(Exercise objective): On every line of the listing, check for "with"; copy the lines that have it.

(Provided material):
..........
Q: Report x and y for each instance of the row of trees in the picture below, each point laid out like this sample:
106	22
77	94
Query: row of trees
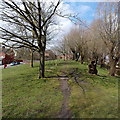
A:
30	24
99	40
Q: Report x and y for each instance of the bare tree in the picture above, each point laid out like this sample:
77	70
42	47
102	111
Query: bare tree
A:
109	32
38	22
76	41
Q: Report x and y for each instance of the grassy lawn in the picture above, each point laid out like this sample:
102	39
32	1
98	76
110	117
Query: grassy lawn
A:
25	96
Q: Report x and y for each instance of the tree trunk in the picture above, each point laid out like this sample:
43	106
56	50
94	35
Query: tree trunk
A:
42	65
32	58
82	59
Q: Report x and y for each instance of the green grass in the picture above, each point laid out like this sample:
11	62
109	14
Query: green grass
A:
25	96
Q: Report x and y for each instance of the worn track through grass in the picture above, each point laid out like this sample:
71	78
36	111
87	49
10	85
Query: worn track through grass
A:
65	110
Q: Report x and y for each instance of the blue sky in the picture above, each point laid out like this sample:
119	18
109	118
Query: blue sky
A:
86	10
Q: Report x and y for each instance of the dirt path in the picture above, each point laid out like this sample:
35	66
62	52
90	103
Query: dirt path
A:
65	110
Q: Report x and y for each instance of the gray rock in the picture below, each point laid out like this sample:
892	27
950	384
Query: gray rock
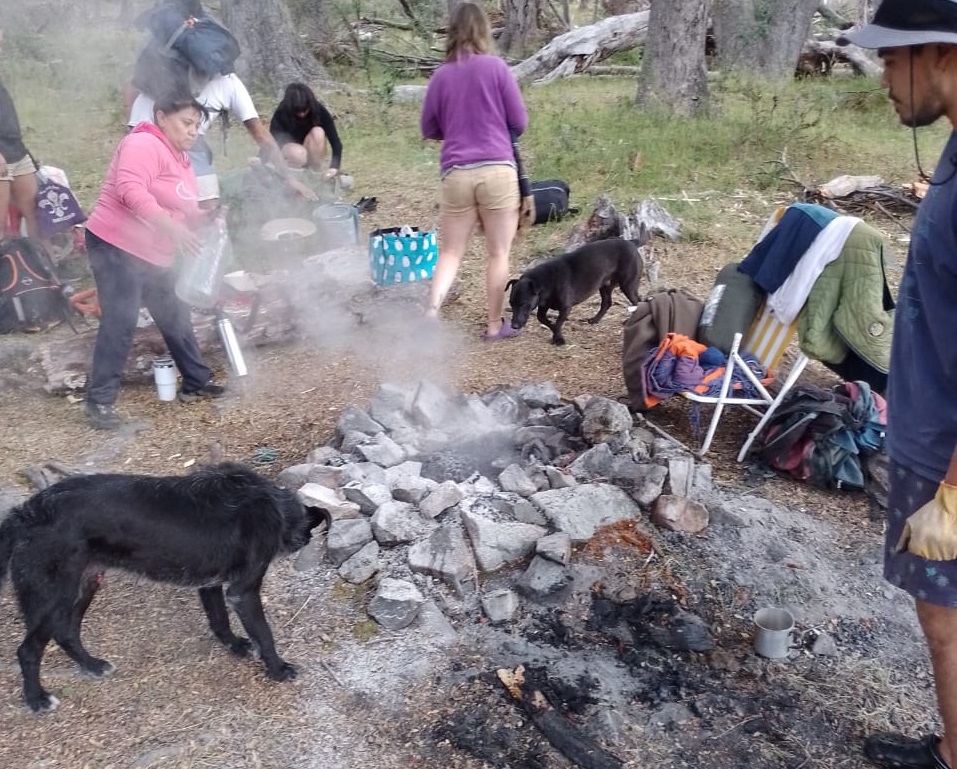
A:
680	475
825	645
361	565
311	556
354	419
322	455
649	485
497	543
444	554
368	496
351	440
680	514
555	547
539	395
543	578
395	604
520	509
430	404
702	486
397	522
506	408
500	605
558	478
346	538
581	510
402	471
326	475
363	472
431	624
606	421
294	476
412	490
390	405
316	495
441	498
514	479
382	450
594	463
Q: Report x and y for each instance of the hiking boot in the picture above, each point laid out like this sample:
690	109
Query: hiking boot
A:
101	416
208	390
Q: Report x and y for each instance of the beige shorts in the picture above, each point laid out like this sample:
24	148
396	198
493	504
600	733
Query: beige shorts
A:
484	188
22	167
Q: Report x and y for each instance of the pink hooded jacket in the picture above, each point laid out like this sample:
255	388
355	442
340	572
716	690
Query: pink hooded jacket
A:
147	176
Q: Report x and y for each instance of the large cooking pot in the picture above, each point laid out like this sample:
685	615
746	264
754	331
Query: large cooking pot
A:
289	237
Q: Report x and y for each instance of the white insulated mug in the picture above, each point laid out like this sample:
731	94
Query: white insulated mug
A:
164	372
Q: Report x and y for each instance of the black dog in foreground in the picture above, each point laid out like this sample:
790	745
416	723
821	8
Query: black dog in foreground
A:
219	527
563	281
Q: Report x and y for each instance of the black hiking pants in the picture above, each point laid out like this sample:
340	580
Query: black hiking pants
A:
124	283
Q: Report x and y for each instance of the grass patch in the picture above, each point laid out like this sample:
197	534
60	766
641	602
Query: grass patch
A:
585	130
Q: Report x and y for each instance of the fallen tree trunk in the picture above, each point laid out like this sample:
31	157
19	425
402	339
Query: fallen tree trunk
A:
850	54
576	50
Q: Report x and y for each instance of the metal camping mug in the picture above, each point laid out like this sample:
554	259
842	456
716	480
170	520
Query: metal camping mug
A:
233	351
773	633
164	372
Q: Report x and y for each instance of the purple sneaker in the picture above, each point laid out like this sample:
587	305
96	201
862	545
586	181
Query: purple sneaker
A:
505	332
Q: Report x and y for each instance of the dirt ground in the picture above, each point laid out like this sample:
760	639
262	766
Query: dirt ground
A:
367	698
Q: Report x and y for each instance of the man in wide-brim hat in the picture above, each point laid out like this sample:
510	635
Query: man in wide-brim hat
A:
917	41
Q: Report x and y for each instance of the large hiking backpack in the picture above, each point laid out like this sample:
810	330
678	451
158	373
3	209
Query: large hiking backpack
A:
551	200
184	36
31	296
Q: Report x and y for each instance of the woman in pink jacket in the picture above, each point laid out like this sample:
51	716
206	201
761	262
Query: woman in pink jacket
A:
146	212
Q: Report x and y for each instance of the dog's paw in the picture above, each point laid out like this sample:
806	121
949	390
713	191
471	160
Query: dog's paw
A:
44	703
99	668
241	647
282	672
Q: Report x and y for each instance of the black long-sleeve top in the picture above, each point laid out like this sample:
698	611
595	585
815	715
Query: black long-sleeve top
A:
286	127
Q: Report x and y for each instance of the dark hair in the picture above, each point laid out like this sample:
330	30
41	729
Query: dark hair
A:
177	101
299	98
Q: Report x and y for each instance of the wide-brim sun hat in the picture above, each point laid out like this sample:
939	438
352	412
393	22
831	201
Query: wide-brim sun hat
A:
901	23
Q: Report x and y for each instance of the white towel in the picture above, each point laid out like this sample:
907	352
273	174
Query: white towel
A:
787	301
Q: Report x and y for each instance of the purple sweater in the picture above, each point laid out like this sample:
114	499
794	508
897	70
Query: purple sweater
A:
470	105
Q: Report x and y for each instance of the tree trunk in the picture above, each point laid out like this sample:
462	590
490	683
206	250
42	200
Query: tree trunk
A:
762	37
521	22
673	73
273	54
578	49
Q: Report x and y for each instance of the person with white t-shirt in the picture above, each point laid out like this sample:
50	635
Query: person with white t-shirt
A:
..........
(Response to the exercise):
Q: Report x and y for each instance of the person with white t-shirt in the picture above, each point laid out like this sample:
Query: person with white t-shirt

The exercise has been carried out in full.